WHAT TO DO |
Exactly the lines from the line containing "Query: water" through the final line of the entries below must be returned, and only those, without pictures.

[Data items]
··········

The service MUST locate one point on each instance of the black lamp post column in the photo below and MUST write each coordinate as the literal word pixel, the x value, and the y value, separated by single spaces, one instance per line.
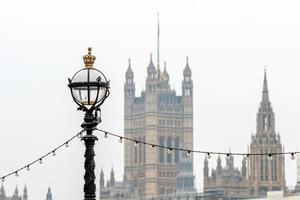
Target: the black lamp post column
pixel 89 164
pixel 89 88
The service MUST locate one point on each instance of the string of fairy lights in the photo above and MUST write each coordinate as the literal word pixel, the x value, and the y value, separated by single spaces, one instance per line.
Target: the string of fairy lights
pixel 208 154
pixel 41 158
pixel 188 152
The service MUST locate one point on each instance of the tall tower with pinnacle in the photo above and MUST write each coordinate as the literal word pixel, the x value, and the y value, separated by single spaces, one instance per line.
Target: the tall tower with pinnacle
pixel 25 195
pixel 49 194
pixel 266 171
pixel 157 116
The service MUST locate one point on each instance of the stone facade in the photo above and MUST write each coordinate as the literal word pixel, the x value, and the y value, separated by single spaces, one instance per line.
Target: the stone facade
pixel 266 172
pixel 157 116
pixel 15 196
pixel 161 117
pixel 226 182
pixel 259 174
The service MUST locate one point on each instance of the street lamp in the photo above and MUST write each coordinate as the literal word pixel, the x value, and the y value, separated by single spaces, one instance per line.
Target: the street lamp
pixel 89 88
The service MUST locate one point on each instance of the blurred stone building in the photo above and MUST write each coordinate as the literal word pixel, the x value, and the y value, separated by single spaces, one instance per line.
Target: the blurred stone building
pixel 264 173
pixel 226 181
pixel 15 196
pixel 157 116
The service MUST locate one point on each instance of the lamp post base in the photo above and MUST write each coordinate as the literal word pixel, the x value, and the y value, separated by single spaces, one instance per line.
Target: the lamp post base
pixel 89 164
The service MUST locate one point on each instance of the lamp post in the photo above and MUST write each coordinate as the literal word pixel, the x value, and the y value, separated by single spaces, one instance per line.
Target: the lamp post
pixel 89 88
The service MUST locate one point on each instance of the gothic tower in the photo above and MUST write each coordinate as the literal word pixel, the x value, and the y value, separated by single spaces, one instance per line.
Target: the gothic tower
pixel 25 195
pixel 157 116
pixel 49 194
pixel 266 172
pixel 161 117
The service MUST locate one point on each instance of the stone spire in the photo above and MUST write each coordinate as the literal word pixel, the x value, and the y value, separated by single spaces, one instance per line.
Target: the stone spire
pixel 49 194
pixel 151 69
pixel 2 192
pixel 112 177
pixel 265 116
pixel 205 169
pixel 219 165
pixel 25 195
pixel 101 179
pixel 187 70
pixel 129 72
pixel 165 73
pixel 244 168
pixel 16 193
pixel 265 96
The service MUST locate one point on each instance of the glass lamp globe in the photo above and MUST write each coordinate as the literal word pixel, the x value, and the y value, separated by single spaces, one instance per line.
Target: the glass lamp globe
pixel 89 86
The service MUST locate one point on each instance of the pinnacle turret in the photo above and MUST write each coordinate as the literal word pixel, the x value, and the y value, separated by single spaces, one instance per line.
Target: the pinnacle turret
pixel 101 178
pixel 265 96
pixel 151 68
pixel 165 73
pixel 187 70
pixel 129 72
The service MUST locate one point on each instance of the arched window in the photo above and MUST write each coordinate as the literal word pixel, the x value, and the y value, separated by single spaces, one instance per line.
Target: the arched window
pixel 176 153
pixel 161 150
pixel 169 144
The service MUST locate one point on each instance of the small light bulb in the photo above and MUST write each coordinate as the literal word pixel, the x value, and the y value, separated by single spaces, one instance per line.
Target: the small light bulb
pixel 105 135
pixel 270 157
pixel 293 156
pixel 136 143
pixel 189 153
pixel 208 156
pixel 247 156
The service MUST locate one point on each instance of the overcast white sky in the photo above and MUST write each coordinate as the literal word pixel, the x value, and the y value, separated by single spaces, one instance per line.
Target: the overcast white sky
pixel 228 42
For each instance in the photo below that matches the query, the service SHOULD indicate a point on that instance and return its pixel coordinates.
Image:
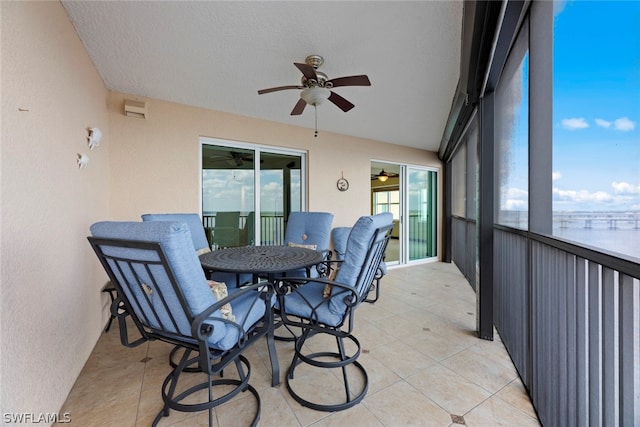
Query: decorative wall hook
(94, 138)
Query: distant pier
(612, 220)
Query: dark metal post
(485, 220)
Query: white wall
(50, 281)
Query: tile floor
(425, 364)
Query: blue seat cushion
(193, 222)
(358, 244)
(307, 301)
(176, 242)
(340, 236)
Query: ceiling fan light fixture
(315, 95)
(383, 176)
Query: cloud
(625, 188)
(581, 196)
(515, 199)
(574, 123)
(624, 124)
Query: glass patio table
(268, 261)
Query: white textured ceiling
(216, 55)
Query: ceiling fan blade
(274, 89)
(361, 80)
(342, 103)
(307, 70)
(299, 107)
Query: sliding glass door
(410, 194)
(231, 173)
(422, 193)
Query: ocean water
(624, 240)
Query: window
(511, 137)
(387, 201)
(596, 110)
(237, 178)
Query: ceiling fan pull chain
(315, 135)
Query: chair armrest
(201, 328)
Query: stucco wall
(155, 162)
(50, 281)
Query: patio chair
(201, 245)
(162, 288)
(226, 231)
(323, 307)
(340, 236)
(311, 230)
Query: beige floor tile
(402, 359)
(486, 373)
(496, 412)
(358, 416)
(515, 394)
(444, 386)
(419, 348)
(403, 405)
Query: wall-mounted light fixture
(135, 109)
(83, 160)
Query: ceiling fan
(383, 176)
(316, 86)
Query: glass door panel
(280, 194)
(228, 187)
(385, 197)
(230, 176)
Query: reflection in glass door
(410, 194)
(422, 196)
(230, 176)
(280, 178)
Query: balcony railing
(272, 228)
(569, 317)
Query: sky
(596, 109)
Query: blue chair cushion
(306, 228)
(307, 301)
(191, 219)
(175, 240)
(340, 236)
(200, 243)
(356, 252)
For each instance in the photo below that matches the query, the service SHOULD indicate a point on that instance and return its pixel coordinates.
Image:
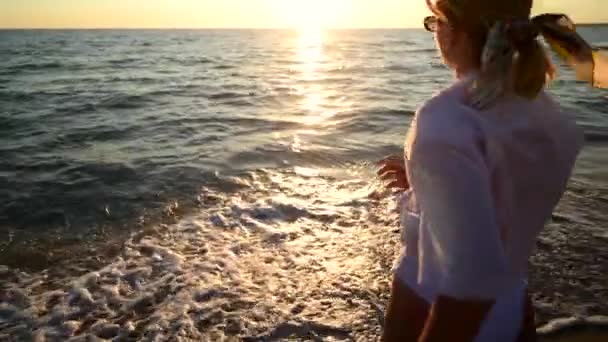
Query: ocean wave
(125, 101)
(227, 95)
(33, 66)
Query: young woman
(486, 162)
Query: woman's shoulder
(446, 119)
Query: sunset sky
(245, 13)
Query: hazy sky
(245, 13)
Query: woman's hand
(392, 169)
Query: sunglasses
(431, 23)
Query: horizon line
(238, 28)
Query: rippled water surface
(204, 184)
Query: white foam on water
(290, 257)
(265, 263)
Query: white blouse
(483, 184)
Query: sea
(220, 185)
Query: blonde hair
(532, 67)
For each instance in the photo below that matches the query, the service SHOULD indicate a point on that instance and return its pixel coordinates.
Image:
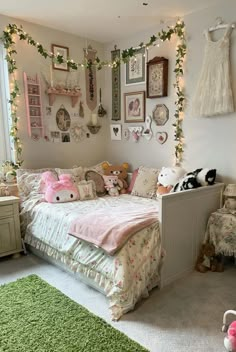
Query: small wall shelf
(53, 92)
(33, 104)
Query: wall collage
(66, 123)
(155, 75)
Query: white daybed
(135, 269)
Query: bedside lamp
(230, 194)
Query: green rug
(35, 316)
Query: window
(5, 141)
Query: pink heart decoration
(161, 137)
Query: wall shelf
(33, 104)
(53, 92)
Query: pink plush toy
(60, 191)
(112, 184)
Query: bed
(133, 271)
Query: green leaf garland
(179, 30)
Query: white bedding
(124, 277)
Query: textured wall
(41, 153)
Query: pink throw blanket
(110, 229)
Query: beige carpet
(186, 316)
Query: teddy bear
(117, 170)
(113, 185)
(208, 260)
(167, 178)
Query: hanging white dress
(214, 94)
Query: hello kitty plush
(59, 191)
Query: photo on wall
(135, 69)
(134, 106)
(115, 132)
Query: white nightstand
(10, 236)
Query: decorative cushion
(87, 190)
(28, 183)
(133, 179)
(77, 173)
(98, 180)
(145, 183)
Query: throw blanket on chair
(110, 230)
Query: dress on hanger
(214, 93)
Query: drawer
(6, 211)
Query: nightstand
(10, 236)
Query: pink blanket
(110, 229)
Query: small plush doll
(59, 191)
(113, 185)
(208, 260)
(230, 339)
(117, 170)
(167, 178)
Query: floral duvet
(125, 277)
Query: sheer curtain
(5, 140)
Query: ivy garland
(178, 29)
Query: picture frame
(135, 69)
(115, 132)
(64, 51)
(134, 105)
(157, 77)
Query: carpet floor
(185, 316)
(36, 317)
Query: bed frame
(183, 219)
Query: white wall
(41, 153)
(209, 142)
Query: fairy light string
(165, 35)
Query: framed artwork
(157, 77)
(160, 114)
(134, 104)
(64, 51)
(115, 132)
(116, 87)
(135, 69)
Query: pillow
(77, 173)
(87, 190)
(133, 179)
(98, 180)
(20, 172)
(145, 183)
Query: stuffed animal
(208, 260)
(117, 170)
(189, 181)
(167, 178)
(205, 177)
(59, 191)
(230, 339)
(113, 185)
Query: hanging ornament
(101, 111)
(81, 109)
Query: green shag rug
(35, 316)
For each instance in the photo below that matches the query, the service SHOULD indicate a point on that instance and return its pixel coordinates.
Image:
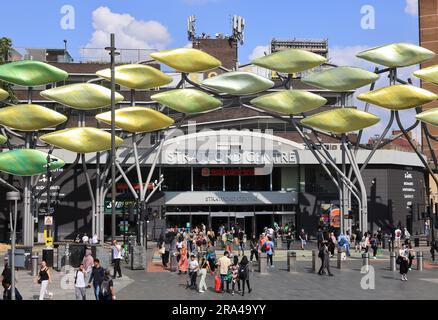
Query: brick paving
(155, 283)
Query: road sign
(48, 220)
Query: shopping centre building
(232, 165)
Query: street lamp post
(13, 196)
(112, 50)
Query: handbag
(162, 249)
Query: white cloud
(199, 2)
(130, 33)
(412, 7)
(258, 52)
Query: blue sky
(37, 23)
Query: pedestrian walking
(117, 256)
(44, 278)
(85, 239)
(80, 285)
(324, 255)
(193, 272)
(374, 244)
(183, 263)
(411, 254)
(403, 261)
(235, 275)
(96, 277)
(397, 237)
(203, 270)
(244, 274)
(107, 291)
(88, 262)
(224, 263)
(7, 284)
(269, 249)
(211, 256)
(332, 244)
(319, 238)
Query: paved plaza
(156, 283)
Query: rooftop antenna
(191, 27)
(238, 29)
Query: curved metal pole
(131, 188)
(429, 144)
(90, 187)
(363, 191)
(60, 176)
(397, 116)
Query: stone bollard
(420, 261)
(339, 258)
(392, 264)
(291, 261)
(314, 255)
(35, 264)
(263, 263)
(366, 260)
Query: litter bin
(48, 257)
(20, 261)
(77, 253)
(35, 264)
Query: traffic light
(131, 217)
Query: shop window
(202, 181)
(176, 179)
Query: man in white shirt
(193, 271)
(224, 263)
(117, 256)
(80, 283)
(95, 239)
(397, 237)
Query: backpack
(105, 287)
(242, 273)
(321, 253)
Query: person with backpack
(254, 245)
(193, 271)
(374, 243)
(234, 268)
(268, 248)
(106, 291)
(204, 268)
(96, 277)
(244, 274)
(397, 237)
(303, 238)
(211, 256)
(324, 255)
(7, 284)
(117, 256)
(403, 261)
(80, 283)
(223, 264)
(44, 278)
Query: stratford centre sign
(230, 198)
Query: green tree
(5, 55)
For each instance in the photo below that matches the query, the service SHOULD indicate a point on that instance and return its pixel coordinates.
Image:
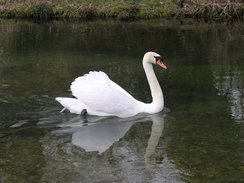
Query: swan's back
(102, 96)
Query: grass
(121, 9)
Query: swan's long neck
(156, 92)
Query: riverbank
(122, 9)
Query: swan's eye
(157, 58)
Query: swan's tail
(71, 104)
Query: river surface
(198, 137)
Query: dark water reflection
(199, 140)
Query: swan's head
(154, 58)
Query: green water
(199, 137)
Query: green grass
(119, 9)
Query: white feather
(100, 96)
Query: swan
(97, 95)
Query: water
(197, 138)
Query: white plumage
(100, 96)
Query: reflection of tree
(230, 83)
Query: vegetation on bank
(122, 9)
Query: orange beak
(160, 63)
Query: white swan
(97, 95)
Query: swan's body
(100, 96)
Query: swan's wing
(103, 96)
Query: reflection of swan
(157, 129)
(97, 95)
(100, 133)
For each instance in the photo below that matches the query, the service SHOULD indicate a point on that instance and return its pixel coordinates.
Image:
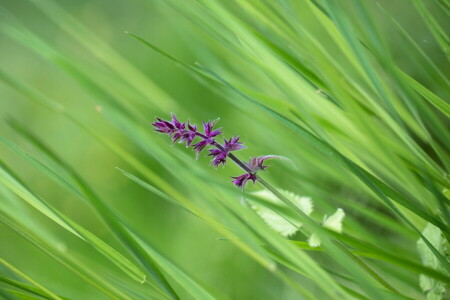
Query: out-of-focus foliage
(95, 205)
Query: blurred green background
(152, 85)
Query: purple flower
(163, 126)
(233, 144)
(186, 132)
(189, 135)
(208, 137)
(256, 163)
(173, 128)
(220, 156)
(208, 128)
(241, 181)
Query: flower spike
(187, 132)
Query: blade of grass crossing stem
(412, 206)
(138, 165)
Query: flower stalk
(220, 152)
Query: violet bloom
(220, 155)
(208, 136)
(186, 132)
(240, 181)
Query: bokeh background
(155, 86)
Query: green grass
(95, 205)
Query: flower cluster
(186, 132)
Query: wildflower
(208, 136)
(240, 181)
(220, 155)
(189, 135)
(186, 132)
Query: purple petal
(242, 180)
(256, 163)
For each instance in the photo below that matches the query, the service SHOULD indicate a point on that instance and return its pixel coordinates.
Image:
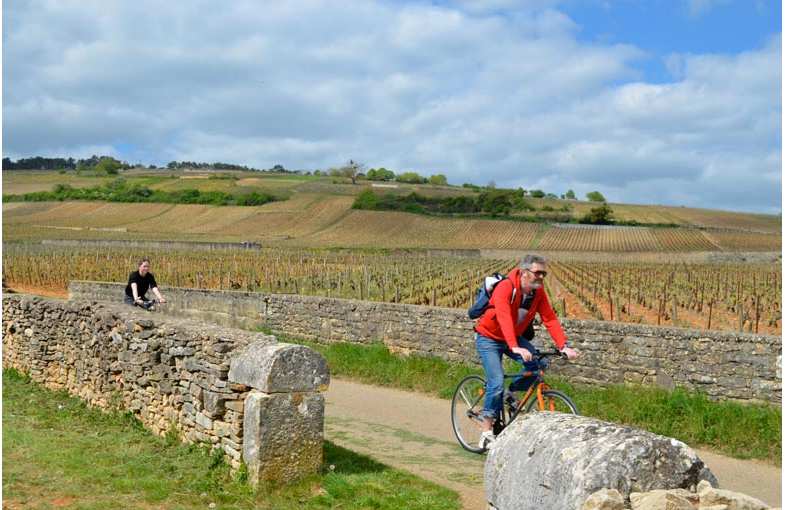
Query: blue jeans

··········

EXERCISE OUTPUT |
Query: water
(197, 138)
Query: white plumage
(100, 96)
Query: reflection of tree
(230, 83)
Query: vegetation on bank
(122, 9)
Query: orange beak
(160, 63)
Query: white swan
(97, 95)
Query: swan's body
(100, 96)
Query: swan's wing
(103, 96)
Query: reflection of swan
(157, 129)
(97, 95)
(100, 133)
For each instance in the photo below that matches the query, the service SHOULD indicate a point on that instance and return its pixel coordinates.
Image:
Query: out-of-focus foliage
(95, 205)
Query: blurred green background
(152, 85)
Query: purple flower
(163, 126)
(233, 144)
(186, 132)
(189, 135)
(208, 137)
(256, 163)
(173, 128)
(220, 156)
(208, 128)
(241, 181)
Query: flower spike
(187, 132)
Query: blade of grass crossing stem
(412, 206)
(138, 165)
Query: flower stalk
(220, 152)
Query: violet bloom
(220, 155)
(208, 136)
(186, 132)
(240, 181)
Query: bokeh background
(155, 86)
Query: green grass
(95, 205)
Query: flower cluster
(186, 132)
Query: wildflower
(208, 136)
(240, 181)
(220, 155)
(189, 135)
(186, 132)
Query: purple petal
(242, 180)
(256, 163)
For each instance in the photo below that matches the query, the service SHOULD indicate a point on that instance and return its pixel coordinates.
Image:
Query: blue jeans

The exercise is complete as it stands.